(DIRECTIVE) Can you return every one of these lines verbatim, with nothing changed?

[Start MATERIALS PROVIDED]

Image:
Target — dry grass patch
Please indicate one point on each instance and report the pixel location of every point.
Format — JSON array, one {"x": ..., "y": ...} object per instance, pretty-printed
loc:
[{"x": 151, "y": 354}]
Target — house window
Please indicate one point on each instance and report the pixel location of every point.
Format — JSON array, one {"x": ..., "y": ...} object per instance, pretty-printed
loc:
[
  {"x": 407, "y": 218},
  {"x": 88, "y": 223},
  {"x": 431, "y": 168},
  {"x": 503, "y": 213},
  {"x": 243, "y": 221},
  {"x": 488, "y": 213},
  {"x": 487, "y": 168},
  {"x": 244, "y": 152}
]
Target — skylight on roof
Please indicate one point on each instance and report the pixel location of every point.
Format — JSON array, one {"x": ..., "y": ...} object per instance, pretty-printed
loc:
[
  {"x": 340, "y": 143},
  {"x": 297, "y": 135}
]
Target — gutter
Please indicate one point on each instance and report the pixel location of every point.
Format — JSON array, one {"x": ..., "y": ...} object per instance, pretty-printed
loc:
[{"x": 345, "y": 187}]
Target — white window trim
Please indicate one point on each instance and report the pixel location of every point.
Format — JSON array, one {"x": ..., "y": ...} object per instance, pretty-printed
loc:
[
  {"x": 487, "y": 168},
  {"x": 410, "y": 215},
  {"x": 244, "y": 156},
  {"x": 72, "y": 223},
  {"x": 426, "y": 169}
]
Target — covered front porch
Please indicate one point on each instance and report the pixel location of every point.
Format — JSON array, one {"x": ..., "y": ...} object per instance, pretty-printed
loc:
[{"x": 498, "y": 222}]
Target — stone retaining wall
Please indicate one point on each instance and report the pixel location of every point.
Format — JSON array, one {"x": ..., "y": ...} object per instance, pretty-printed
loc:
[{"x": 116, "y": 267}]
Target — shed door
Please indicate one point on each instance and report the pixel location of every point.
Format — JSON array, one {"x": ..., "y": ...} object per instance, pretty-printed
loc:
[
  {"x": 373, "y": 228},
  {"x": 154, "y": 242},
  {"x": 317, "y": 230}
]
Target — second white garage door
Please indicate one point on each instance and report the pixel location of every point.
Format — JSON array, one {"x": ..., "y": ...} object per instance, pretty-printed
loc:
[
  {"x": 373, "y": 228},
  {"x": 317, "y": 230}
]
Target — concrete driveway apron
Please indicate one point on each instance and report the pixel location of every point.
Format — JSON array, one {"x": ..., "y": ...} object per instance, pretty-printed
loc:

[End MATERIALS PROVIDED]

(RESULT OF THE TASK)
Image:
Target — dry grass patch
Please indicate one point on each instance and report the pixel location of every point.
Format — JSON array, one {"x": ..., "y": ...} object per instance, pretty-printed
loc:
[{"x": 151, "y": 354}]
Target — house window
Please indicate one point on each instance and report the pixel location of every point.
Format — JSON array, one {"x": ..., "y": ...} object per instance, pretty-printed
loc:
[
  {"x": 407, "y": 218},
  {"x": 88, "y": 223},
  {"x": 431, "y": 168},
  {"x": 503, "y": 213},
  {"x": 243, "y": 221},
  {"x": 488, "y": 213},
  {"x": 487, "y": 168},
  {"x": 244, "y": 152}
]
Target — skylight on roof
Please indicate one point on each instance and report the pixel location of every point.
Format — JSON array, one {"x": ..., "y": ...} object per instance, pretty-printed
loc:
[
  {"x": 340, "y": 143},
  {"x": 297, "y": 135}
]
Target — gutter
Please indicate one point on each instance and report the pixel location of every point.
Format — JSON array, one {"x": ..., "y": ...} object per instance, pretty-printed
loc:
[{"x": 345, "y": 187}]
Target — white window trim
Please indicate one point on each instance and report the pixel location of every point.
Format — JSON array, one {"x": ..., "y": ...} object per instance, pretty-printed
loc:
[
  {"x": 487, "y": 168},
  {"x": 410, "y": 215},
  {"x": 244, "y": 156},
  {"x": 72, "y": 223},
  {"x": 426, "y": 169}
]
Target — covered front porch
Please indicate one point on each instance and report the pixel location of every point.
Format — JSON array, one {"x": ..., "y": ...} object per instance, pretty-printed
loc:
[{"x": 498, "y": 222}]
Target — stone retaining wall
Please indicate one point on each instance and report the pixel location of every point.
Format — JSON array, one {"x": ..., "y": ...} object per instance, pretty-printed
loc:
[{"x": 116, "y": 267}]
Target — shed door
Please indicate one point on each instance and report the pixel location of every point.
Format — JSON array, one {"x": ..., "y": ...} object per instance, pretty-printed
loc:
[
  {"x": 373, "y": 228},
  {"x": 154, "y": 242},
  {"x": 317, "y": 230}
]
Target — second white garage door
Please indicate one point on each instance and report the pixel location of every point.
Format — JSON array, one {"x": ..., "y": ...} object per instance, pretty-printed
loc:
[
  {"x": 373, "y": 228},
  {"x": 317, "y": 230}
]
Target — concrete driveway apron
Please indicate one point on each instance and report the pixel location of every point.
Format — JSON array, one {"x": ..., "y": ...} object per instance, pretty-printed
loc:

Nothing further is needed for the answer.